> **Listed entries**:
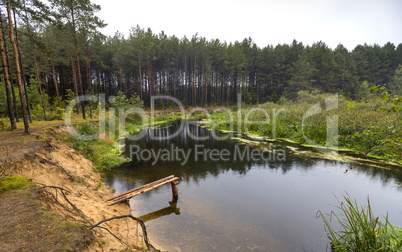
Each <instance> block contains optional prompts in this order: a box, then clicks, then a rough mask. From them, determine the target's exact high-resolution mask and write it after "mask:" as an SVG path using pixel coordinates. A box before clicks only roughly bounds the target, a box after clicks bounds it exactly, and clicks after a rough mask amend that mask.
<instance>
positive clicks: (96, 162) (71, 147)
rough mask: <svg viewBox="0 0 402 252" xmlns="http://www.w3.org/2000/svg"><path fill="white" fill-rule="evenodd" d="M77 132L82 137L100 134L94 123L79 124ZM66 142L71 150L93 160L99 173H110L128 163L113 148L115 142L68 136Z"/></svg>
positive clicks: (125, 160)
mask: <svg viewBox="0 0 402 252" xmlns="http://www.w3.org/2000/svg"><path fill="white" fill-rule="evenodd" d="M76 131H77V132H78V133H79V134H81V135H92V134H95V135H97V134H98V131H97V125H96V124H95V123H92V122H82V123H79V124H78V125H77V127H76ZM65 141H66V143H67V144H68V145H69V146H70V147H71V148H74V149H75V150H78V151H79V152H80V153H81V154H82V155H84V157H86V158H87V159H89V160H91V161H92V162H93V163H94V164H95V165H96V170H97V171H99V172H102V171H110V169H112V168H114V167H117V166H119V165H121V164H123V163H124V162H126V158H124V157H123V156H122V155H121V153H120V151H119V150H118V149H117V148H115V147H114V146H113V144H112V143H113V141H111V143H107V142H105V141H102V140H100V139H98V138H96V139H93V140H85V139H79V138H77V137H74V136H72V135H68V136H66V137H65Z"/></svg>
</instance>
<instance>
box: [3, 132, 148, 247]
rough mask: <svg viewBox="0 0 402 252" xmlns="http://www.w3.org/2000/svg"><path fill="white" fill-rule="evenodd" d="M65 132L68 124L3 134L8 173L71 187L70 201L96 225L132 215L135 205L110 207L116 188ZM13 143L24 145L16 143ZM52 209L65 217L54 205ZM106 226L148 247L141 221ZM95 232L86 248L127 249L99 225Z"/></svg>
mask: <svg viewBox="0 0 402 252" xmlns="http://www.w3.org/2000/svg"><path fill="white" fill-rule="evenodd" d="M64 132H65V127H63V126H61V125H57V126H54V129H53V131H50V130H49V131H46V130H45V131H44V130H43V129H39V130H36V132H34V133H32V134H31V135H23V133H22V132H19V131H13V132H2V133H0V136H1V137H2V140H3V141H2V143H1V145H0V147H1V150H0V152H1V153H0V154H2V156H3V158H4V160H0V162H2V163H3V162H5V160H6V159H7V160H8V164H10V168H9V171H8V174H7V175H9V176H18V175H20V176H26V177H29V178H31V179H32V181H33V182H34V183H35V184H36V185H38V186H54V187H60V188H63V189H66V190H68V191H69V192H71V193H66V196H67V198H68V200H69V201H70V202H71V203H72V204H73V205H74V206H76V208H77V209H79V210H80V211H82V213H83V215H84V216H82V218H83V219H86V220H88V221H89V222H90V223H92V224H96V223H98V222H100V221H102V220H104V219H107V218H111V217H114V216H120V215H127V214H132V211H131V208H132V207H133V206H129V205H127V204H116V205H113V206H108V204H107V202H105V200H106V199H108V198H110V197H112V196H114V195H115V190H114V189H113V188H111V187H109V186H108V185H106V184H105V183H103V181H102V178H101V176H100V175H101V174H100V173H98V172H95V171H94V169H93V168H94V164H93V163H92V161H90V160H88V159H86V158H85V157H84V156H82V155H81V154H79V153H78V152H77V151H75V150H74V149H72V148H70V147H68V146H67V144H66V143H64V142H62V141H61V140H59V139H58V136H59V135H60V134H62V133H64ZM10 143H21V144H17V145H14V146H13V145H12V144H10ZM50 209H51V211H54V212H56V213H58V214H61V215H62V216H65V215H63V213H61V212H60V211H58V210H57V209H56V208H54V207H51V208H50ZM65 217H67V216H65ZM103 226H104V227H107V229H109V230H110V231H111V232H112V233H113V234H115V235H117V236H118V237H120V238H121V239H122V240H124V242H125V243H126V244H128V245H129V246H130V247H131V248H132V249H134V251H136V250H137V249H140V250H141V249H143V248H145V243H144V242H143V239H142V231H141V230H139V231H138V230H136V226H137V223H134V221H127V223H126V222H125V221H124V219H122V220H113V221H109V222H106V223H105V224H103ZM127 227H128V229H129V230H130V232H129V233H128V232H127ZM93 233H94V236H95V240H94V241H93V242H92V244H90V245H89V246H88V247H87V249H86V250H85V251H111V250H113V251H114V250H117V251H119V250H124V249H126V248H127V246H125V245H123V244H122V243H121V242H119V241H118V240H117V239H116V238H114V237H113V236H112V235H110V234H108V232H107V231H105V230H103V229H100V228H95V229H93ZM127 235H128V239H126V236H127ZM141 251H142V250H141Z"/></svg>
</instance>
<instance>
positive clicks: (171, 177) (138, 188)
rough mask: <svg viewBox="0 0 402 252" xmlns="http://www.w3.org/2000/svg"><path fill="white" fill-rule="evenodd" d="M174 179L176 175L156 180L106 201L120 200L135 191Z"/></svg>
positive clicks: (139, 186) (125, 192)
mask: <svg viewBox="0 0 402 252" xmlns="http://www.w3.org/2000/svg"><path fill="white" fill-rule="evenodd" d="M173 177H174V175H170V176H168V177H166V178H163V179H159V180H156V181H154V182H151V183H148V184H145V185H143V186H139V187H136V188H134V189H131V190H129V191H127V192H124V193H121V194H119V195H116V196H113V197H112V198H110V199H107V200H105V201H111V200H114V199H116V198H119V197H121V196H123V195H126V194H129V193H131V192H134V191H138V190H141V189H142V188H144V187H148V186H150V185H153V184H157V183H160V182H162V181H165V180H167V179H171V178H173Z"/></svg>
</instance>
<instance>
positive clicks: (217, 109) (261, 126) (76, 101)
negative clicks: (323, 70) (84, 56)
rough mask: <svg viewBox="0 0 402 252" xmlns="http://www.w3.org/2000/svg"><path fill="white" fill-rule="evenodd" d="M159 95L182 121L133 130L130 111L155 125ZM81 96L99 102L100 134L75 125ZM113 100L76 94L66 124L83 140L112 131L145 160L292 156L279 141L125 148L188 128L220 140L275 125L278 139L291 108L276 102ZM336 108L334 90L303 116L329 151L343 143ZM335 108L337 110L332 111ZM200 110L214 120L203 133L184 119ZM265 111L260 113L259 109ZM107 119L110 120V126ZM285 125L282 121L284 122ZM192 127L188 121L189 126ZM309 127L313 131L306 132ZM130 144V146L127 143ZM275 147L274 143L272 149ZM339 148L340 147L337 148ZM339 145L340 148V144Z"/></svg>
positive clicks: (187, 134) (99, 137)
mask: <svg viewBox="0 0 402 252" xmlns="http://www.w3.org/2000/svg"><path fill="white" fill-rule="evenodd" d="M158 100H165V101H169V102H170V103H171V104H175V105H176V107H178V108H179V111H180V114H181V119H182V120H180V124H179V125H178V127H176V129H175V131H174V132H169V134H166V135H158V136H155V134H154V131H153V130H140V131H139V132H138V133H137V134H130V133H129V132H127V130H126V121H127V119H128V118H129V117H130V116H133V115H135V116H137V117H138V118H141V124H142V125H149V126H150V128H151V129H152V128H154V127H155V112H156V110H155V107H156V106H155V104H156V102H157V101H158ZM80 101H92V102H97V103H98V111H99V115H98V116H99V121H98V134H83V133H82V132H81V133H79V132H77V131H76V130H75V129H74V127H73V125H72V118H71V114H72V111H73V109H74V108H75V107H76V105H77V104H78V103H79V102H80ZM108 102H109V103H110V104H111V105H112V106H110V107H109V108H108V111H106V98H105V95H104V94H101V95H100V96H99V97H94V96H80V97H78V98H76V99H75V100H72V101H71V102H70V103H69V105H68V106H67V108H66V115H65V125H66V126H67V130H68V132H69V133H70V134H71V135H72V136H73V137H75V138H77V139H80V140H94V139H97V138H99V139H103V140H104V139H106V134H107V135H108V136H109V138H111V139H118V140H119V141H118V143H119V148H120V149H121V150H122V151H123V152H124V151H128V152H129V153H126V155H127V156H129V157H130V158H131V159H133V160H134V159H135V160H139V161H151V160H152V161H151V163H152V164H156V163H157V162H159V161H178V162H179V163H180V164H182V165H184V164H186V163H187V162H188V160H189V158H190V157H192V158H193V159H194V160H200V161H205V160H211V161H218V160H220V161H227V160H232V161H237V160H246V161H258V160H260V161H261V160H262V161H268V160H276V161H282V160H284V159H285V157H286V153H285V152H284V151H283V152H282V151H278V150H272V148H273V146H272V145H271V144H270V145H267V146H269V147H268V149H269V150H268V151H267V150H264V151H261V150H258V149H250V147H249V146H248V147H247V148H243V149H242V150H240V148H237V147H236V148H237V149H236V148H235V149H234V150H231V151H229V150H227V149H208V148H205V146H203V145H195V146H193V147H192V148H188V149H184V148H179V147H178V146H173V145H172V146H170V147H169V148H165V149H155V150H153V149H141V148H140V146H139V145H137V144H134V145H131V146H128V148H124V146H125V145H126V141H127V140H130V141H137V140H141V139H144V137H147V139H149V140H151V141H168V140H171V139H174V138H175V137H177V136H178V135H179V134H180V133H182V132H183V131H185V132H186V133H185V134H186V136H187V137H189V138H191V139H193V140H196V141H203V140H208V139H209V138H212V139H214V140H218V141H220V140H226V139H228V138H231V137H233V136H234V134H239V135H241V134H246V135H247V134H250V129H249V128H250V127H251V126H252V127H254V128H255V127H256V126H257V127H258V128H264V127H265V128H269V129H270V132H271V135H270V136H268V137H269V138H272V139H276V137H277V131H278V127H283V125H282V124H280V123H278V120H283V119H281V116H283V115H285V113H286V108H279V109H278V108H274V109H272V110H270V111H268V110H266V109H263V108H261V107H254V108H251V109H246V110H243V109H242V102H241V96H240V95H238V99H237V107H236V108H237V111H235V112H233V111H232V110H230V109H228V108H225V107H220V108H215V109H213V110H211V109H210V110H207V109H205V108H193V109H191V110H190V111H187V110H186V109H185V108H184V106H183V104H182V103H181V102H180V101H179V100H178V99H176V98H174V97H170V96H153V97H151V108H150V112H148V113H147V112H146V111H144V110H143V109H142V108H137V107H132V108H114V107H113V102H114V99H113V97H110V98H109V100H108ZM336 109H338V95H337V94H335V95H332V96H329V97H327V98H325V100H324V102H323V104H322V103H321V102H318V103H316V104H314V105H312V106H311V107H310V108H309V109H308V110H307V111H306V112H305V113H304V114H303V116H302V118H301V130H302V136H303V138H304V140H305V142H306V143H308V144H310V145H312V146H313V147H314V148H316V149H317V150H318V151H321V152H324V151H325V148H324V147H328V146H337V137H338V115H337V114H336ZM331 111H332V113H331ZM215 112H220V113H221V114H222V113H223V114H224V118H226V120H220V121H218V122H214V123H213V124H212V116H211V113H212V114H213V113H215ZM195 113H203V114H204V115H205V118H206V119H205V120H206V122H205V123H207V124H210V125H211V124H212V127H211V128H210V130H209V134H208V135H199V134H193V133H192V132H191V131H189V130H186V127H185V124H186V123H192V122H186V121H185V120H184V119H186V118H189V117H191V116H192V115H193V114H195ZM257 114H258V115H259V116H258V117H256V116H255V115H257ZM314 116H321V117H323V118H324V117H325V123H326V130H325V132H323V128H322V127H321V126H320V127H319V126H318V125H314V124H312V120H311V118H312V117H314ZM256 118H258V119H256ZM106 122H108V123H107V126H108V127H106ZM222 124H225V127H226V128H227V127H228V128H229V130H228V131H227V132H226V133H225V134H222V132H221V131H219V130H217V129H218V128H219V127H220V125H222ZM279 125H280V126H279ZM187 127H188V126H187ZM315 127H316V129H317V134H326V142H325V144H321V145H320V144H319V143H317V142H315V141H314V140H312V139H310V137H311V134H312V133H311V132H313V133H314V130H313V131H311V128H315ZM307 129H310V130H308V132H309V133H308V134H307V133H306V131H307ZM126 147H127V146H126ZM270 148H271V149H270ZM332 151H334V149H333V150H332ZM335 151H336V149H335Z"/></svg>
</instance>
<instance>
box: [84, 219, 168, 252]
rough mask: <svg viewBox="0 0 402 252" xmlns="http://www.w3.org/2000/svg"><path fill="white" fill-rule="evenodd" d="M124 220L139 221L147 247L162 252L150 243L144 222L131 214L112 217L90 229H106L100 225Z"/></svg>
mask: <svg viewBox="0 0 402 252" xmlns="http://www.w3.org/2000/svg"><path fill="white" fill-rule="evenodd" d="M123 218H124V219H126V218H131V219H133V220H135V221H137V222H138V223H140V226H141V228H142V233H143V236H144V241H145V245H146V246H147V249H148V250H149V249H151V248H152V249H154V250H156V251H160V250H157V249H156V248H155V247H154V246H152V244H151V243H150V242H149V240H148V235H147V229H146V227H145V224H144V222H143V221H142V220H141V219H138V218H136V217H134V216H132V215H131V214H127V215H121V216H114V217H111V218H108V219H105V220H102V221H100V222H98V223H96V224H94V225H92V226H91V227H89V229H93V228H95V227H99V228H104V227H101V226H99V225H100V224H102V223H104V222H107V221H111V220H115V219H123ZM104 229H105V228H104ZM108 231H109V230H108ZM109 233H111V232H110V231H109ZM113 236H114V237H116V236H115V235H113ZM116 238H117V237H116ZM119 240H120V239H119ZM120 241H121V240H120ZM125 245H126V244H125Z"/></svg>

> **Problem to work on**: Restate word for word the lines in the material above from the one with "positive clicks: (171, 177) (138, 188)" to the one with "179L176 175L156 180L106"; both of those lines count, and nothing else does.

> **Response**:
positive clicks: (171, 177) (138, 188)
rough mask: <svg viewBox="0 0 402 252" xmlns="http://www.w3.org/2000/svg"><path fill="white" fill-rule="evenodd" d="M174 179L176 175L156 180L106 201L120 200L135 191Z"/></svg>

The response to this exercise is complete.